**TASK GOAL**
Copy out the records below word for word, every line of them, but leave the pictures out.

**MATERIAL PROVIDED**
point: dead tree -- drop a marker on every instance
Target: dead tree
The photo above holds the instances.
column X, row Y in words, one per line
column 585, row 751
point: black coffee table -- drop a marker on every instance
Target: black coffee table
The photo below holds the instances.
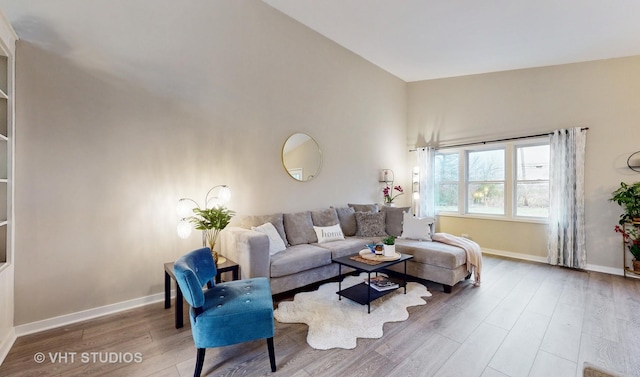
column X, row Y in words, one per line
column 362, row 293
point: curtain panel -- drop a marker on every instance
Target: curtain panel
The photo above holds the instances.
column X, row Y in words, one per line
column 566, row 202
column 426, row 164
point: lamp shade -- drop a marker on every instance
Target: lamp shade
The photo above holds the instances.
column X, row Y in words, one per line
column 224, row 195
column 184, row 228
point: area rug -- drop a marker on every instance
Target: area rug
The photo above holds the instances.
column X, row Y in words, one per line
column 337, row 323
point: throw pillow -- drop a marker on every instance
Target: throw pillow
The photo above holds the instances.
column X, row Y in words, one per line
column 299, row 228
column 371, row 224
column 276, row 244
column 417, row 228
column 328, row 233
column 394, row 219
column 347, row 218
column 276, row 219
column 324, row 217
column 364, row 207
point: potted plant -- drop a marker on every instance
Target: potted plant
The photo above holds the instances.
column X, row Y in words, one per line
column 632, row 240
column 387, row 193
column 628, row 197
column 389, row 246
column 211, row 221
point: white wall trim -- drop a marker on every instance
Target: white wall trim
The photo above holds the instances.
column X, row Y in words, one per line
column 6, row 344
column 84, row 315
column 534, row 258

**SOLUTION TO THE EXERCISE**
point: dead tree -- drop a marker on every instance
Target: dead tree
The photo above holds the instances.
column X, row Y in words, one per line
column 585, row 751
point: black coffee table -- drop a marker on every instance
Target: black coffee table
The photo below holds the instances.
column X, row Y in words, one per line
column 362, row 293
point: curtain panel -- drop a marker on every instance
Target: curtain panel
The photo above holds the instances.
column X, row Y in words, one per line
column 566, row 202
column 426, row 164
point: lamp shade -- drop a marker on every instance
Target: lamp shade
The photo above holds the instances.
column X, row Y in words, one per line
column 224, row 195
column 184, row 228
point: area rug -- drop a marker on every instance
Target: area rug
The photo above holds the instances.
column X, row Y in words, one per line
column 337, row 323
point: throw pillow -- drop a marker on every instance
Target: throw pillow
The photo above holds the instances.
column X, row Y in words, one per line
column 299, row 228
column 371, row 224
column 276, row 244
column 417, row 228
column 328, row 233
column 394, row 219
column 347, row 218
column 276, row 219
column 324, row 217
column 364, row 207
point: potted plant -- drop a marker on every instance
Target: potted plant
The photo above holds the instances.
column X, row Y in words, one per line
column 632, row 240
column 387, row 193
column 628, row 197
column 389, row 246
column 211, row 221
point: white wall trim -- drop a marker on every instance
Target: white wall trim
The photo above holds the instances.
column X, row Y in words, one per line
column 6, row 344
column 84, row 315
column 534, row 258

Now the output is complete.